§ Texto seleccionado:
::::::::::

Fotos: Telam
En 1999, el entonces ministro del exterior alemán Joshka Fischer fue humillado durante la conferencia anual de su Partido Verde con un globo relleno de pintura roja que le explotó en la cara: la venganza de los militantes frente a su apoyo a la guerra de la Otan contra Yugoslavia. Hoy, 23 años más tarde, el mismo Partido Verde –un partido pos-hippie cuyo militante promedio se podía reconocer, durante largas décadas, por su irreductible fe pacifista, además que por el abuso de sandalias Dr. Scholl’s rigurosamente calzadas con medias blancas– amenaza con una crisis de gobierno al canciller socialdemócrata Scholz que se resiste a enviar armas de destrucción y tanques a Ucrania. La paz, explican los nuevos dirigentes verdes, se hace con la guerra y la destrucción física del enemigo ruso. Si vis pacem para bellum: si quieres la paz prepárate para la guerra decía Vegetius, un alto aristócrata romano conocido por su belicismo extremista y por haber inspirado, siglos después, a los ideólogos del fascismo italiano. Unos mil seiscientos años más tarde, semejante aforismo resume el pensamiento rancio y reaccionario del Partido Verde, un tiempo colocado a la izquierda radical y fundado, entre otros, por el inolvidable líder del 1968 alemán e intelectual refinado Rudi Dutschke.

::::::::::

§ Muestras de datos:
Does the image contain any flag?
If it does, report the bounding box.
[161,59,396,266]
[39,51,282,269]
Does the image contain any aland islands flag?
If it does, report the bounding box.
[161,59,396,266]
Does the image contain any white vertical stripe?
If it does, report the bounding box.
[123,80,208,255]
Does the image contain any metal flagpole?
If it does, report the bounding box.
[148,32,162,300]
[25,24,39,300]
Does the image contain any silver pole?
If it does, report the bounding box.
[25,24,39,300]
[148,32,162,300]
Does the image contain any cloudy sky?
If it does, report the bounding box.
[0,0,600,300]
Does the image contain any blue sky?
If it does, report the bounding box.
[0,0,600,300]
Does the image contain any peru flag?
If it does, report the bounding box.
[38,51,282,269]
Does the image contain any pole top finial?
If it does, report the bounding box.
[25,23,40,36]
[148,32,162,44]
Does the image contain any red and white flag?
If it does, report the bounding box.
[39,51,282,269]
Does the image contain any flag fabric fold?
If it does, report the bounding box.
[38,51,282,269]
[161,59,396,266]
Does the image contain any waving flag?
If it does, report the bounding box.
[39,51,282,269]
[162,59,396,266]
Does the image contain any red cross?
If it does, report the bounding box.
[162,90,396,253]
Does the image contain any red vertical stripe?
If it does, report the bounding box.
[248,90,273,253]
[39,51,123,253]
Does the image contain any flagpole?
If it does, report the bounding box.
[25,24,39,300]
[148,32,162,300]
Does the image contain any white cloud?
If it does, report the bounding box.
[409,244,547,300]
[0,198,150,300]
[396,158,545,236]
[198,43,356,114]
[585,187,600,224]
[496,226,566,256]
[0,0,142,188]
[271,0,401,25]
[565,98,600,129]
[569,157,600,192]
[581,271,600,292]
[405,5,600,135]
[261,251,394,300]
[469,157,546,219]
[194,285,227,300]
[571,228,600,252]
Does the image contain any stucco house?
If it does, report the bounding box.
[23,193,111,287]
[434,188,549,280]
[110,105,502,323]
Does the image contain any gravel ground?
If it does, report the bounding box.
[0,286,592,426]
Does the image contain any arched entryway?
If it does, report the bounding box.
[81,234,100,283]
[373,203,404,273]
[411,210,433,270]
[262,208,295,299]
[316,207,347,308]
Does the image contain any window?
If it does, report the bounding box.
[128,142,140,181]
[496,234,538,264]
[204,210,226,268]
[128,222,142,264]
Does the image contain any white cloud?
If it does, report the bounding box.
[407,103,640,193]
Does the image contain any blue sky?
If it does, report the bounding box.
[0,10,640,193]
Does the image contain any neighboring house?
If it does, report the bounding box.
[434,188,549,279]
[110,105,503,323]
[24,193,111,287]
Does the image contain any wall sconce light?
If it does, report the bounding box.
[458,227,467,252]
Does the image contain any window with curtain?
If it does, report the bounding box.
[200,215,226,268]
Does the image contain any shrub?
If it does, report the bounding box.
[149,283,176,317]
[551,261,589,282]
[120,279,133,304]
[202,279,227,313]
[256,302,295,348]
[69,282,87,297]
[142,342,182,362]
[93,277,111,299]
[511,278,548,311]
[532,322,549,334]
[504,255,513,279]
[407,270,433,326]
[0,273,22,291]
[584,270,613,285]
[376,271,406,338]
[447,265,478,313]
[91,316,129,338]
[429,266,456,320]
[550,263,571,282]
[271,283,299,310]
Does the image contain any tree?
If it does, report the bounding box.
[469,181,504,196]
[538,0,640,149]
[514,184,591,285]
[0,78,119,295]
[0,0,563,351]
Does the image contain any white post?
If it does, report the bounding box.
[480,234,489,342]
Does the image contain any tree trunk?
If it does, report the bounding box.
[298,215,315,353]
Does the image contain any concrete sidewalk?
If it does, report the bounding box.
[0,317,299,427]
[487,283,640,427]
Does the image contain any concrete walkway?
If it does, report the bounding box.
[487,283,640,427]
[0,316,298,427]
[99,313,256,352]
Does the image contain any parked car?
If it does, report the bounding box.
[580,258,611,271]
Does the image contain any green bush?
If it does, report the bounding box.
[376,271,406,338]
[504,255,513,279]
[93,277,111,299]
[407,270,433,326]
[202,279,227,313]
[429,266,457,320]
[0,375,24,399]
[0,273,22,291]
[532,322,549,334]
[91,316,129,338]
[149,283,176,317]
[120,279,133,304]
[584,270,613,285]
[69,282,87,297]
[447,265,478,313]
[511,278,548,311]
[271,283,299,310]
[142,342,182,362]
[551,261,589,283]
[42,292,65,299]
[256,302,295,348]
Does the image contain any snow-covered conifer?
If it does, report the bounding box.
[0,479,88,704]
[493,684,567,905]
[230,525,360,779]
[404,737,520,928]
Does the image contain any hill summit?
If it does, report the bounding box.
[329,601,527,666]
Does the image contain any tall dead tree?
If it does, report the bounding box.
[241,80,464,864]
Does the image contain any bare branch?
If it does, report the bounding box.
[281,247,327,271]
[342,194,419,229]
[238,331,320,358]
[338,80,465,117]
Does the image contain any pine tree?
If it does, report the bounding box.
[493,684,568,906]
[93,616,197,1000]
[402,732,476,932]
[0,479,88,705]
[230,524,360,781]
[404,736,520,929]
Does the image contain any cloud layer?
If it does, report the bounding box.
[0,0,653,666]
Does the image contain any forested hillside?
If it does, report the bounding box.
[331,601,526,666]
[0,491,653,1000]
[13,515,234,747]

::::::::::

§ Tareas propuestas:
1/ Resume en dos oraciones el texto sobre el Partido Verde alemán.
2/ Indica si cada afirmación coincide con el texto sobre el Partido Verde alemán y responde sí o no, citando las palabras del texto que lo deciden. (a) El globo de pintura le explotó a Fischer durante la conferencia anual de su partido. (b) El canciller Scholz está dispuesto a enviar tanques a Ucrania. (c) Rudi Dutschke fue uno de los fundadores del Partido Verde.
3/ Prolonga el texto sobre el Partido Verde alemán a partir de su última oración.

§ Las respuestas:
1/ En 1999, el ministro del exterior alemán Joshka Fischer fue humillado en la conferencia anual de su Partido Verde con un globo de pintura roja, como venganza de los militantes por su apoyo a la guerra de la Otan contra Yugoslavia. Hoy ese mismo partido, antes pacifista, amenaza con una crisis de gobierno al canciller Scholz, que se resiste a enviar armas y tanques a Ucrania, y su idea de que la paz se hace con la guerra resume, según el texto, un pensamiento rancio y reaccionario.

2/
(a) Sí: «fue humillado durante la conferencia anual de su Partido Verde con un globo relleno de pintura roja que le explotó en la cara».
(b) No: «se resiste a enviar armas de destrucción y tanques a Ucrania».
(c) Sí: «fundado, entre otros, por el inolvidable líder del 1968 alemán e intelectual refinado Rudi Dutschke».

3/
Lamentablemente, el caso alemán es representativo de una tendencia más general del debate europeo que afecta tanto a los progresistas -que se han vuelto unos fanáticos belicistas- como a los conservadores: todos unidos detrás de la bandera de la Otan, en nombre de los “valores occidentales”. De esa forma, la paz y la guerra se han vuelto sinónimos, Ucrania gana aun cuando pierde, Rusia pierde aun cuando gana, las sanciones económicas funcionan aun si no están funcionando, Zelenski es un héroe sin mancha fotografiado con su rubia mujer en la tapa de Vogue a pesar de que tan solo en octubre de 2021 era tapa de diario por el escándalo de corrupción de los Pandora Papers, Putin (que, sin dudas, no es ningún santo) es el demonio aun cuando plantea el problema serio y real de las persecuciones contra de las minorías (rusas y no) en la Ucrania pos-2014, los miembros del batallón Azov son unos idealistas lectores de Kant, cuando en realidad son una banda compuesta por neonazis, las milicias filorusas del Donbass son unos nazis si bien su bandera tenga la hoz y martillo.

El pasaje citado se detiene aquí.